DO THIS → Copy the records from their start through the line holding "[[479, 330]]", inclusive, requests and all. Scale every point coordinate in the answers by 0.7, rounding to whole numbers with halves going up, and leave out the pictures.

— begin —

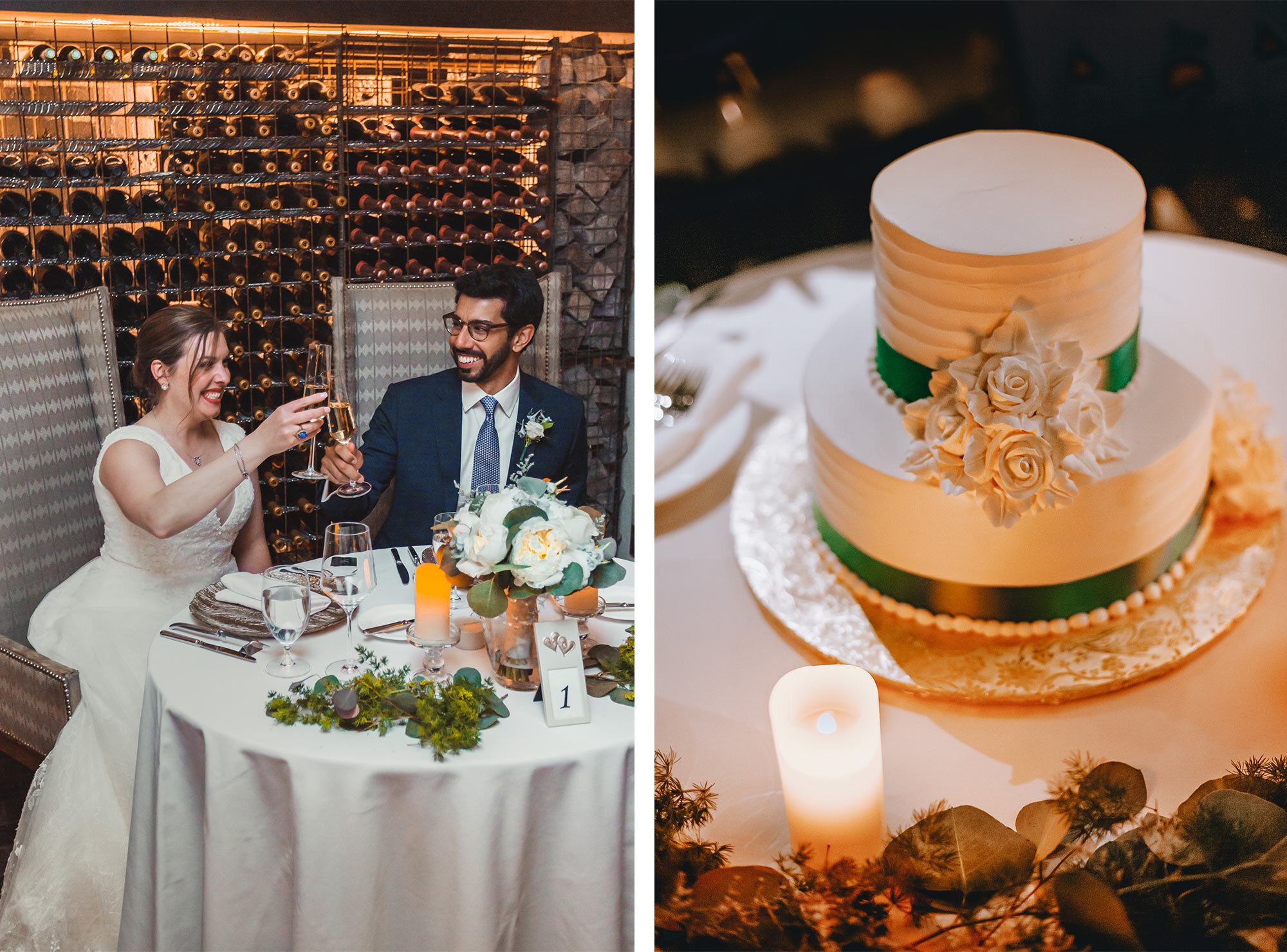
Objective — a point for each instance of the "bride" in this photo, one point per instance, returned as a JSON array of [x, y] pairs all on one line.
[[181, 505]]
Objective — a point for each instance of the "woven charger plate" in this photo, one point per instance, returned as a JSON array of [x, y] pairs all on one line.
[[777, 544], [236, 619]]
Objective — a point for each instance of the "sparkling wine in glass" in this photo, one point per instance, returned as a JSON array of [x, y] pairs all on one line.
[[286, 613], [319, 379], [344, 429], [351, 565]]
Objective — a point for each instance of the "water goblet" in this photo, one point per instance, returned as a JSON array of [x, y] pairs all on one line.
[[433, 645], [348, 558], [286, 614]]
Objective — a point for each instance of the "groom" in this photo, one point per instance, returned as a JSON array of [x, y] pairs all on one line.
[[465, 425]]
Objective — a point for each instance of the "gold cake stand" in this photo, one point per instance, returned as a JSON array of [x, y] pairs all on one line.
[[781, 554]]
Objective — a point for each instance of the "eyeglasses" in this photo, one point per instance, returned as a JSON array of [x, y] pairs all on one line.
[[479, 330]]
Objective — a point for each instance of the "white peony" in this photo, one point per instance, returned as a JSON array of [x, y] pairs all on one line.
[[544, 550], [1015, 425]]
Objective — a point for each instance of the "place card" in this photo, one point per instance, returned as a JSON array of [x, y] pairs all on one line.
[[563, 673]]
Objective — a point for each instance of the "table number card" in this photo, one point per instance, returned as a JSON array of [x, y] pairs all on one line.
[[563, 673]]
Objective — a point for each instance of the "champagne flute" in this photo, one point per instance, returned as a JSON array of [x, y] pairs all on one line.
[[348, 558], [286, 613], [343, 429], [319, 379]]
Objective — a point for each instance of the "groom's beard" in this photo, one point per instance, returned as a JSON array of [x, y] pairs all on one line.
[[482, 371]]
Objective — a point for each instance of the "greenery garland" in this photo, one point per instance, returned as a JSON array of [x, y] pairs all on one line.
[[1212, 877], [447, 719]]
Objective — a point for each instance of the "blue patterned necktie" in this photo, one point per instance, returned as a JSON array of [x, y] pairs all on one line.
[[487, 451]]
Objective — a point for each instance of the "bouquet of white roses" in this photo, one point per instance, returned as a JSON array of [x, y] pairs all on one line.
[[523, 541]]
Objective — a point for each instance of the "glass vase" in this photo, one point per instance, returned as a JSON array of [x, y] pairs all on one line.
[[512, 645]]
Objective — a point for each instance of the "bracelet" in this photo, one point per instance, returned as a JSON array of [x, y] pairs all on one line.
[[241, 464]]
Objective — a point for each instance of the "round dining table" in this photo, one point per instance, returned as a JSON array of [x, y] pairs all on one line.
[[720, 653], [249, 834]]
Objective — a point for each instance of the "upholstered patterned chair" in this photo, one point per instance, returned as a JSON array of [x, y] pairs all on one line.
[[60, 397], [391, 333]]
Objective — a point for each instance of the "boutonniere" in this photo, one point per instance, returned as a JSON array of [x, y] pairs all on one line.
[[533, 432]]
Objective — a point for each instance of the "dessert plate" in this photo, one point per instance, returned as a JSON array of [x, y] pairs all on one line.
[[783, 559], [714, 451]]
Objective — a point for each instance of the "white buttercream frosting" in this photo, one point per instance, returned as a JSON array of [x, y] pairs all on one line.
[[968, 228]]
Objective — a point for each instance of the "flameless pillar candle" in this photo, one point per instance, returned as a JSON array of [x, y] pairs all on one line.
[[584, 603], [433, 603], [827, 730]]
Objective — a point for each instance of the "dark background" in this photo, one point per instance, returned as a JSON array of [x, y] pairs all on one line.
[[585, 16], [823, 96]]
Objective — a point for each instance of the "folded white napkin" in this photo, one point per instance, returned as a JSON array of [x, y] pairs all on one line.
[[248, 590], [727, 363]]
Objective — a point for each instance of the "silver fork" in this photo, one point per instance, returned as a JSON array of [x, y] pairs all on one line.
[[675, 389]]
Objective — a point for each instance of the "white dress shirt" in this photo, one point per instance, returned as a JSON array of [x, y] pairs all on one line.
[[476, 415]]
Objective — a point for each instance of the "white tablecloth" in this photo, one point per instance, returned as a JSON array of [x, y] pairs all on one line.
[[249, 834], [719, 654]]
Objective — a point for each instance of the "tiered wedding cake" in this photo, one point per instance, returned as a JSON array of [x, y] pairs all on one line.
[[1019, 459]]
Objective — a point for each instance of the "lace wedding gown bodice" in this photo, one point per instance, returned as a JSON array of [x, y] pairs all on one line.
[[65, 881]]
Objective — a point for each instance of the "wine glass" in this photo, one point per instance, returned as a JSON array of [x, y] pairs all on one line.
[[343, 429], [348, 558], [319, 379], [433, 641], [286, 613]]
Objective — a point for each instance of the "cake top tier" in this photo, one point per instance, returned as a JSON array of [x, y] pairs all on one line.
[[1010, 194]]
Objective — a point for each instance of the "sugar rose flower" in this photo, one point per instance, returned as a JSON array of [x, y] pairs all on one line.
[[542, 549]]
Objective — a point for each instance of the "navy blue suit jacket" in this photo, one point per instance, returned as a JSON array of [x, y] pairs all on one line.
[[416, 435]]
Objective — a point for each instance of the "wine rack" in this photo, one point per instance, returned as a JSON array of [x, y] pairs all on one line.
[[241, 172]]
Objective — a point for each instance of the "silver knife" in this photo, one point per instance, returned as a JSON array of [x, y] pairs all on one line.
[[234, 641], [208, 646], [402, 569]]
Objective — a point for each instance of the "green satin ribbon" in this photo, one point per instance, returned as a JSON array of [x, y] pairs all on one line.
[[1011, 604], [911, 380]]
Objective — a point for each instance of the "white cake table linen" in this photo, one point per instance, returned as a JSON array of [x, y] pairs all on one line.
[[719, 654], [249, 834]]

— end —

SOLUTION →
Objective — a point for each instance of the "bride" in this photo, one point per instance, returned as a JSON array of [x, y] pairs all on one line.
[[127, 354]]
Objective — a point for each instance of the "woven charger plate" in this photo, one point per instance, returned as a JSON array of [x, y] pairs all on one line.
[[544, 381], [165, 433]]
Objective — a point for each instance of the "sparkling wine in glass" in this photo, one point per instance, returned as a JSON array of [x, y] pairs all on one line.
[[200, 429], [223, 265], [241, 300], [246, 396]]
Objective — a point for each instance of the "water goblet" in this photo, one point per instance, returned as a JSON array of [x, y] pairs all on one line.
[[303, 452], [244, 391], [200, 430]]
Objective — a point for each instance of the "groom" in this photo, one point per instance, returned as a JSON array of [x, y] pairs all on one line.
[[326, 298]]
Objective — a point for each instance of the "gold cake stand" in this photo, one point per instance, returned as a JSON array of [x, y] pairs all on one line.
[[547, 388]]
Objective — a point for each instance of the "eyeglasses" in this photo, one point per instance, returned as a JSON array of [x, y] pairs all on one line.
[[335, 231]]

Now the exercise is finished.